▶ _Text excerpt_
:::

Many of his best works have been put together in a collection by author Barrie Sanford entitled "Train Master:  The Railway Art of Max Jacquiard", which will launch on Saturday, 8 Sep 2012.
 
Jacquiard's early formative years were spent in Northern Manitoba near the Saskatchewan border. The family with a Swiss-French heritage lived in a log cabin built during the Depression on Ross Lake on the opposite side to the mining town of Flin Flon. The end of a Canadian National Railway branch line ran alongside the lake just a few hundred yards from their cabin.
 
He would watch in fascination as the steam engines chugged by, their parts moving in percussive synchronicity complete with bells and whistles.
 
"They were almost alive compared to the diesel locomotives of today," says the 78-year-old Jacquiard. "It's hard to explain. There were the smells of them, the steam had a smell. They've got grease, and the motion of the rods, and pistons, and the sounds."
 
The family moved to B.C. to get away from the prairie wicked winters when he was nine. After moving around the province, he eventually went to work for Smith-Reid Printing on Agnes Street in New Westminster. In 1973, he got restless and decided to take up painting as a hobby. After all, his school notebooks were littered with cartoons he doodled during class. He'd do them on the corner of each page creating a little movie when he flipped through them.

:::

▶ _Recorded information_
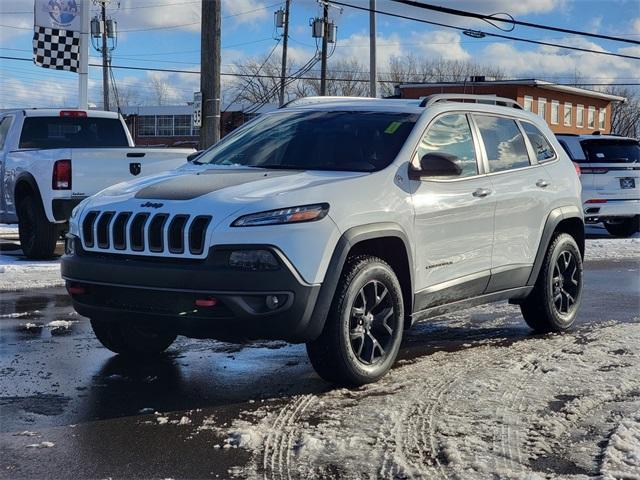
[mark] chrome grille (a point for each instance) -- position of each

:::

▶ _Exercise instructions_
**a)** From the Jacquiard excerpt, list each thing Jacquiard names when he explains why steam engines seemed almost alive.
**b)** According to the Jacquiard excerpt, why did he take up painting in 1973? Answer in one to three sentences.
**c)** Reproduce the Jacquiard excerpt between "Many of his" and "bells and whistles.", inclusive.

▶ _Responses in order_
**a)**
- The smells, including the smell of the steam
- Grease
- The motion of the rods
- Pistons
- The sounds

**b)** He got restless and decided to take up painting as a hobby. The excerpt links this to his school notebooks, which were full of cartoons he doodled during class. He drew them on the corner of each page, so flipping through them made a little movie.

**c)**
Many of his best works have been put together in a collection by author Barrie Sanford entitled "Train Master:  The Railway Art of Max Jacquiard", which will launch on Saturday, 8 Sep 2012.
 
Jacquiard's early formative years were spent in Northern Manitoba near the Saskatchewan border. The family with a Swiss-French heritage lived in a log cabin built during the Depression on Ross Lake on the opposite side to the mining town of Flin Flon. The end of a Canadian National Railway branch line ran alongside the lake just a few hundred yards from their cabin.
 
He would watch in fascination as the steam engines chugged by, their parts moving in percussive synchronicity complete with bells and whistles.